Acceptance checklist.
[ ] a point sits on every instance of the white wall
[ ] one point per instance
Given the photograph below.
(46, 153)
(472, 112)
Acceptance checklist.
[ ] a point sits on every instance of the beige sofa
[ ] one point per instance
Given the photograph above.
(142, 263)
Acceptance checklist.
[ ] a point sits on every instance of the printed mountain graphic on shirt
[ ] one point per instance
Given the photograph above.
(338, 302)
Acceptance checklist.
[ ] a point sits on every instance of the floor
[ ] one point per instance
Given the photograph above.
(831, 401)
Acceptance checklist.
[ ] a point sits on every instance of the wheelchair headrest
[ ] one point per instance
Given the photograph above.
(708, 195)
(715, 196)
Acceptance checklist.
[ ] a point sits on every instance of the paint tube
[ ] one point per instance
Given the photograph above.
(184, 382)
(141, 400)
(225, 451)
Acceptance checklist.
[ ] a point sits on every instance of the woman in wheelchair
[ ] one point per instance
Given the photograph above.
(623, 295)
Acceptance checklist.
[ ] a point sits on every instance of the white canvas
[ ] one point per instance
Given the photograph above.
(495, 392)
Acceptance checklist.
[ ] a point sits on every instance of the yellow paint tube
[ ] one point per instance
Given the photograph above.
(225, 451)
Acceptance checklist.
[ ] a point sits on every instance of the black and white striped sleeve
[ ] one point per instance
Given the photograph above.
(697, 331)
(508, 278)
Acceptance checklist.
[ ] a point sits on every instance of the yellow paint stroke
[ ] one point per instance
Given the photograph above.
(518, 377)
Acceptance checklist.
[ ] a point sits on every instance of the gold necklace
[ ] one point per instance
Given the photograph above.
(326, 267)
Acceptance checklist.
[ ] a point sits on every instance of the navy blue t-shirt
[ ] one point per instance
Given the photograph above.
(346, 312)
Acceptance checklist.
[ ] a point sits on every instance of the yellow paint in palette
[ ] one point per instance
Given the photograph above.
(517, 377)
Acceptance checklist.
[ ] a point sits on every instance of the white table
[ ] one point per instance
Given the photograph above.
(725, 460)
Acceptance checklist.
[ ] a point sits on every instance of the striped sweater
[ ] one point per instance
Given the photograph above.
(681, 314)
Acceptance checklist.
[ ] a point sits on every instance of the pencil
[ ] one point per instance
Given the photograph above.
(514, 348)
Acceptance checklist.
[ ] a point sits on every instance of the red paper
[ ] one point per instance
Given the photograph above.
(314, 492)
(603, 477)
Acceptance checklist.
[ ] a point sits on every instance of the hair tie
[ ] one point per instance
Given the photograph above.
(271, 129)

★ ★ ★

▶ [EXERCISE OBJECTIVE]
What is the number of lines in the records that contain the string "tube"? Give only that number.

▶ [RESPONSE TO THE EXERCISE]
2